## Problem description
Convert every line of the entries below into a JSON list of strings, one string per line, skipping blank lines. Omit the pictures from your answer.

(Entries from a pointing dataset)
>>>

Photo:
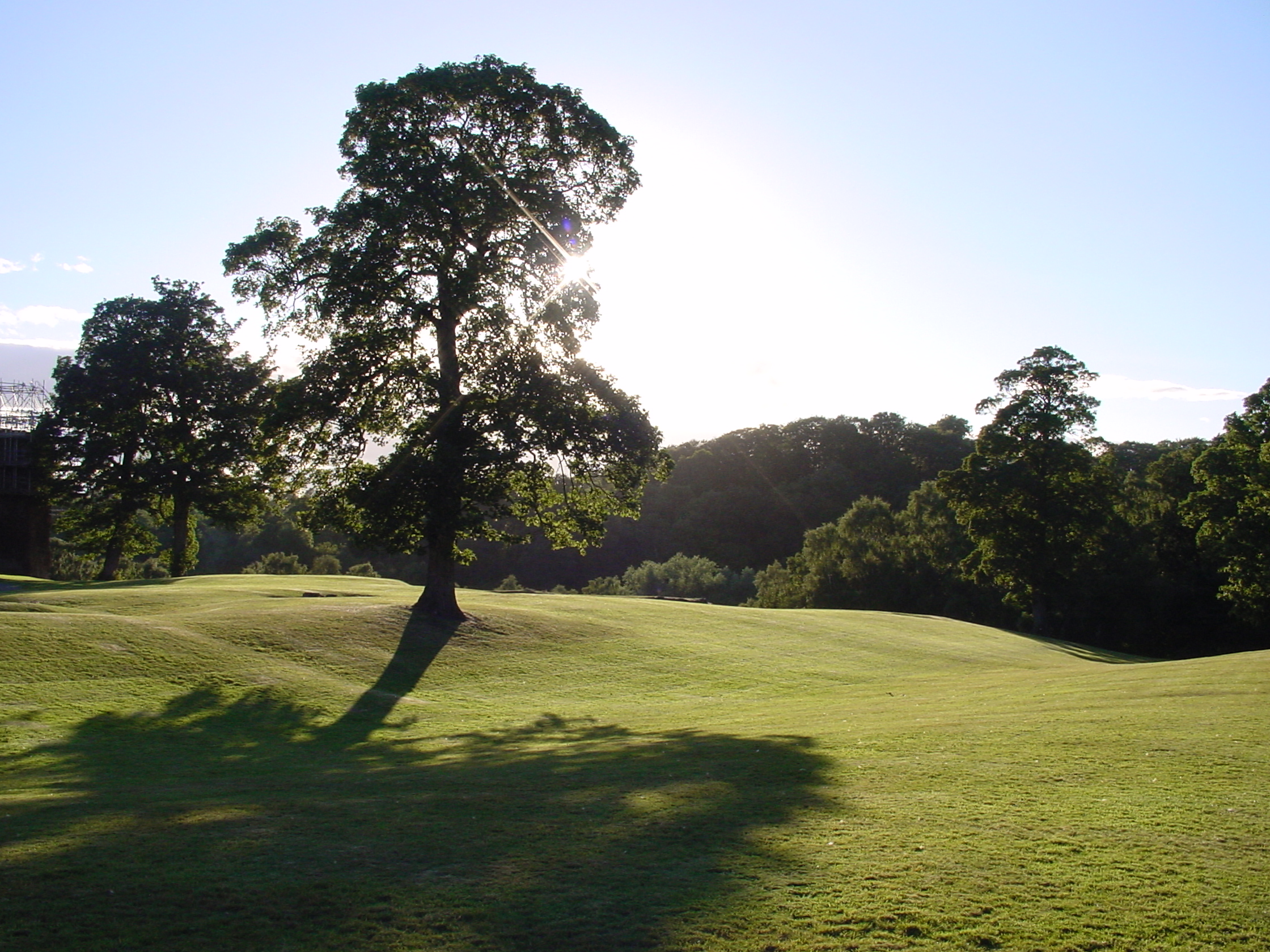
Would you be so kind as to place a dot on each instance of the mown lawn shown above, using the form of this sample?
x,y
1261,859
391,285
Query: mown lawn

<<<

## Exercise result
[
  "Photo:",
  "Would you be so kind as to place a dot on each instance of the mown lawn shown above, using the form of this sample?",
  "x,y",
  "1261,859",
  "391,285",
  "Query: mown lawn"
]